──────── DATASET RECORDS

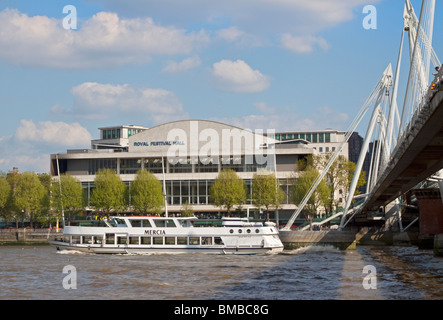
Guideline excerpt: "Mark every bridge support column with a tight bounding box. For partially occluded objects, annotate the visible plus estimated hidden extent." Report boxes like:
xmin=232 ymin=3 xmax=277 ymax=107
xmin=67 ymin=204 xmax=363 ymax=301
xmin=434 ymin=233 xmax=443 ymax=257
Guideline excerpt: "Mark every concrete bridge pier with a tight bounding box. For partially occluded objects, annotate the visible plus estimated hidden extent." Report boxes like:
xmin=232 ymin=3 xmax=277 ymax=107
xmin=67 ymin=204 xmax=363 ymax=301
xmin=434 ymin=233 xmax=443 ymax=257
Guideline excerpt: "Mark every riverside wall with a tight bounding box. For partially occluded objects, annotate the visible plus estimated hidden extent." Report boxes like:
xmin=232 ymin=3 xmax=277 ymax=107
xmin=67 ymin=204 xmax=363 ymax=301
xmin=0 ymin=229 xmax=63 ymax=245
xmin=280 ymin=228 xmax=418 ymax=250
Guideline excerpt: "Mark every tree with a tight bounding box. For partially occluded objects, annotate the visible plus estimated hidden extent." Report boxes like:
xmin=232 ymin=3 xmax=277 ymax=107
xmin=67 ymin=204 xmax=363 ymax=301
xmin=343 ymin=161 xmax=366 ymax=202
xmin=292 ymin=166 xmax=330 ymax=230
xmin=51 ymin=173 xmax=83 ymax=225
xmin=312 ymin=153 xmax=366 ymax=211
xmin=130 ymin=170 xmax=164 ymax=214
xmin=0 ymin=177 xmax=11 ymax=226
xmin=91 ymin=169 xmax=126 ymax=215
xmin=252 ymin=172 xmax=285 ymax=221
xmin=14 ymin=172 xmax=46 ymax=228
xmin=4 ymin=169 xmax=23 ymax=228
xmin=209 ymin=169 xmax=246 ymax=216
xmin=181 ymin=200 xmax=194 ymax=217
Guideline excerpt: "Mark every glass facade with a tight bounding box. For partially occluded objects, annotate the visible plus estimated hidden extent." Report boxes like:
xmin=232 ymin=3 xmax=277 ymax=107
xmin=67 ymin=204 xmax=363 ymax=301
xmin=275 ymin=132 xmax=331 ymax=143
xmin=82 ymin=179 xmax=292 ymax=206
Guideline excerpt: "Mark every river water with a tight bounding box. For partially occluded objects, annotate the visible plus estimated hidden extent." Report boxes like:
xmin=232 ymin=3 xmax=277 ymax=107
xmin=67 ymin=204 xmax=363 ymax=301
xmin=0 ymin=246 xmax=443 ymax=300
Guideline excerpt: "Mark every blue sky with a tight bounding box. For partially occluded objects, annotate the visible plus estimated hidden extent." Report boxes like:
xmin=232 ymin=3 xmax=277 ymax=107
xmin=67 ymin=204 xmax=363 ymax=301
xmin=0 ymin=0 xmax=443 ymax=172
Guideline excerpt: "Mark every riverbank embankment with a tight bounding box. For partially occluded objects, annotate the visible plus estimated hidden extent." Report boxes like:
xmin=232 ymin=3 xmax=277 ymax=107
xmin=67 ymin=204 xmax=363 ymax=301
xmin=280 ymin=228 xmax=419 ymax=250
xmin=0 ymin=229 xmax=63 ymax=245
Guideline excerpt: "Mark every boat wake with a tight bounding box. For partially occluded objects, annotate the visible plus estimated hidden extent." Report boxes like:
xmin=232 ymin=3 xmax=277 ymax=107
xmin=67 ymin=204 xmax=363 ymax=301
xmin=280 ymin=245 xmax=340 ymax=255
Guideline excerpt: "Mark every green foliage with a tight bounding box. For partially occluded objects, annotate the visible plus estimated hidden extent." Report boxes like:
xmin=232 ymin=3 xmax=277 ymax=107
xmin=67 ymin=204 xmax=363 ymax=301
xmin=209 ymin=170 xmax=246 ymax=216
xmin=292 ymin=166 xmax=331 ymax=229
xmin=130 ymin=170 xmax=164 ymax=214
xmin=14 ymin=172 xmax=46 ymax=227
xmin=51 ymin=174 xmax=83 ymax=224
xmin=91 ymin=169 xmax=126 ymax=215
xmin=181 ymin=201 xmax=194 ymax=217
xmin=0 ymin=177 xmax=11 ymax=211
xmin=252 ymin=172 xmax=285 ymax=221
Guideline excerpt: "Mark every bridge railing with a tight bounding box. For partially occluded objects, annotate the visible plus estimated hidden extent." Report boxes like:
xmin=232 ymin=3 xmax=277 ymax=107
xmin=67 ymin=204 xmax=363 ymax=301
xmin=391 ymin=66 xmax=443 ymax=161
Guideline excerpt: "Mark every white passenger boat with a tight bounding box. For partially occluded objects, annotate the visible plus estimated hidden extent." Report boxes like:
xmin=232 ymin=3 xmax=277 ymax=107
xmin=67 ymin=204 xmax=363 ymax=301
xmin=49 ymin=216 xmax=283 ymax=254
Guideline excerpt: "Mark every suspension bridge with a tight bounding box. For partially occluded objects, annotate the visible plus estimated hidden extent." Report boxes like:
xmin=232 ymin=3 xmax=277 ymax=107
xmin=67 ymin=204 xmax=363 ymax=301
xmin=282 ymin=0 xmax=443 ymax=235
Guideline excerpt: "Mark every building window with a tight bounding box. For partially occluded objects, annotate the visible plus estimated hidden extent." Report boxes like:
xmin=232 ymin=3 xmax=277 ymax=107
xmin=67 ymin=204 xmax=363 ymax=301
xmin=120 ymin=159 xmax=142 ymax=174
xmin=144 ymin=158 xmax=166 ymax=173
xmin=325 ymin=133 xmax=331 ymax=142
xmin=89 ymin=159 xmax=117 ymax=175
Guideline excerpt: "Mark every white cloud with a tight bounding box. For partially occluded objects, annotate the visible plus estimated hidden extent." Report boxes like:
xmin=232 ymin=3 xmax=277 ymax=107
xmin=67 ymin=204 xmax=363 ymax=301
xmin=217 ymin=27 xmax=245 ymax=42
xmin=211 ymin=60 xmax=270 ymax=93
xmin=162 ymin=55 xmax=201 ymax=73
xmin=89 ymin=0 xmax=380 ymax=36
xmin=0 ymin=119 xmax=91 ymax=172
xmin=15 ymin=120 xmax=91 ymax=147
xmin=51 ymin=82 xmax=188 ymax=124
xmin=213 ymin=102 xmax=350 ymax=131
xmin=281 ymin=33 xmax=329 ymax=53
xmin=0 ymin=9 xmax=208 ymax=69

────────────────

-- TASK TO COMPLETE --
Repeat every record above exactly, but leave out any pictures.

-- WRITTEN ANSWER --
Guideline excerpt: "Mark every bridge support column with a tight bounding box. For partially occluded objects, annotate the visible plus estimated hidden extent." Report boxes like:
xmin=232 ymin=3 xmax=277 ymax=107
xmin=67 ymin=204 xmax=363 ymax=301
xmin=434 ymin=233 xmax=443 ymax=257
Guideline excerpt: "Mark every concrete bridge pier with a tight bounding box. For partially occluded objects, annotate the visible plus estimated hidden extent." Report boxes like:
xmin=232 ymin=3 xmax=277 ymax=107
xmin=67 ymin=204 xmax=363 ymax=301
xmin=434 ymin=233 xmax=443 ymax=257
Guideline excerpt: "Mark every riverside wall with a tight bounding box. For partially occluded objects, annotate the visible plus estimated hidden extent." Report boxes like:
xmin=232 ymin=3 xmax=277 ymax=107
xmin=67 ymin=204 xmax=363 ymax=301
xmin=0 ymin=229 xmax=63 ymax=245
xmin=280 ymin=228 xmax=418 ymax=250
Guideline excerpt: "Mark every tree with a tight bounding box. For partially occluded objects, annotate the visible plus estimated hidden extent." Report boxes like:
xmin=232 ymin=3 xmax=277 ymax=107
xmin=67 ymin=204 xmax=363 ymax=301
xmin=343 ymin=161 xmax=366 ymax=202
xmin=292 ymin=166 xmax=330 ymax=230
xmin=51 ymin=173 xmax=83 ymax=225
xmin=312 ymin=153 xmax=366 ymax=211
xmin=130 ymin=170 xmax=164 ymax=214
xmin=0 ymin=177 xmax=11 ymax=226
xmin=91 ymin=169 xmax=126 ymax=215
xmin=252 ymin=172 xmax=285 ymax=221
xmin=14 ymin=172 xmax=46 ymax=228
xmin=4 ymin=169 xmax=23 ymax=228
xmin=209 ymin=169 xmax=246 ymax=216
xmin=181 ymin=200 xmax=194 ymax=217
Guideline excerpt: "Mark every glass facade with a tight bounding box. For partially occluded objects, annotate the visible plus estimated hidden extent." Report boxes like:
xmin=232 ymin=3 xmax=277 ymax=107
xmin=67 ymin=204 xmax=363 ymax=301
xmin=275 ymin=132 xmax=331 ymax=143
xmin=82 ymin=179 xmax=292 ymax=206
Guideline excerpt: "Mark every river water with a tight bounding box. For partially occluded objects, annotate the visible plus estimated hidden extent." Report boxes like:
xmin=232 ymin=3 xmax=277 ymax=107
xmin=67 ymin=204 xmax=363 ymax=301
xmin=0 ymin=246 xmax=443 ymax=300
Guideline excerpt: "Mark every blue sky with a tight bounding box. For partially occluded objects, annotate the visible plus estimated hidden extent." Report boxes like:
xmin=232 ymin=3 xmax=277 ymax=107
xmin=67 ymin=204 xmax=363 ymax=301
xmin=0 ymin=0 xmax=443 ymax=172
Guideline excerpt: "Mark every riverbank embankment with a tight bounding box. For partially occluded objects, annotate the visible plus estimated hidden extent." Report boxes like:
xmin=232 ymin=3 xmax=277 ymax=107
xmin=67 ymin=204 xmax=363 ymax=301
xmin=280 ymin=228 xmax=419 ymax=250
xmin=0 ymin=229 xmax=63 ymax=245
Guideline excerpt: "Mark every boat wake with a tight bounding box. For partially occluded objects, annotate the visible plus estimated hidden extent." Report boxes like:
xmin=232 ymin=3 xmax=277 ymax=107
xmin=67 ymin=204 xmax=363 ymax=301
xmin=280 ymin=245 xmax=340 ymax=255
Guideline excerpt: "Mark every green foliage with a tight bounding box. For partially occluded objects, annotate the visible plus estimated hidden extent." Report boxes like:
xmin=232 ymin=3 xmax=277 ymax=107
xmin=67 ymin=204 xmax=363 ymax=301
xmin=209 ymin=170 xmax=246 ymax=216
xmin=292 ymin=166 xmax=331 ymax=229
xmin=130 ymin=170 xmax=164 ymax=214
xmin=14 ymin=172 xmax=46 ymax=227
xmin=51 ymin=174 xmax=83 ymax=224
xmin=91 ymin=169 xmax=126 ymax=215
xmin=181 ymin=201 xmax=194 ymax=217
xmin=0 ymin=177 xmax=11 ymax=211
xmin=252 ymin=172 xmax=285 ymax=221
Guideline excerpt: "Mark every bridge railing with a tight bounding box. For partially occluded objects, annotate the visible plus estimated hidden extent." Report boxes like:
xmin=232 ymin=3 xmax=277 ymax=107
xmin=67 ymin=204 xmax=363 ymax=301
xmin=391 ymin=66 xmax=443 ymax=161
Guideline excerpt: "Mark every white passenger boat with a tight bounding box. For partially occluded objects, annotate the visible plus estimated hidden extent." Report boxes like:
xmin=232 ymin=3 xmax=277 ymax=107
xmin=67 ymin=204 xmax=363 ymax=301
xmin=49 ymin=216 xmax=283 ymax=254
Guideline excerpt: "Mark every suspension bridge with a tight bounding box. For partially occluded objects, annotate the visible plus estimated hidden extent." Report boxes like:
xmin=232 ymin=3 xmax=277 ymax=107
xmin=67 ymin=204 xmax=363 ymax=301
xmin=282 ymin=0 xmax=443 ymax=235
Guideline excerpt: "Mark every building window with a tight bounding box. For partially occluded objects, annotate the visible plus estimated hidden extent." Report boxes like:
xmin=232 ymin=3 xmax=277 ymax=107
xmin=67 ymin=204 xmax=363 ymax=301
xmin=120 ymin=159 xmax=142 ymax=174
xmin=144 ymin=158 xmax=166 ymax=173
xmin=325 ymin=133 xmax=331 ymax=142
xmin=89 ymin=159 xmax=117 ymax=175
Guideline excerpt: "Mark every white cloud with a tight bounding box. For partially occluded objects, annotate the visible plus estimated hidden extent." Report boxes like:
xmin=232 ymin=3 xmax=277 ymax=107
xmin=67 ymin=204 xmax=363 ymax=301
xmin=217 ymin=27 xmax=245 ymax=42
xmin=211 ymin=60 xmax=270 ymax=93
xmin=162 ymin=55 xmax=201 ymax=73
xmin=89 ymin=0 xmax=380 ymax=36
xmin=0 ymin=119 xmax=91 ymax=172
xmin=15 ymin=120 xmax=91 ymax=147
xmin=51 ymin=82 xmax=188 ymax=124
xmin=213 ymin=102 xmax=350 ymax=131
xmin=281 ymin=33 xmax=329 ymax=53
xmin=0 ymin=9 xmax=208 ymax=69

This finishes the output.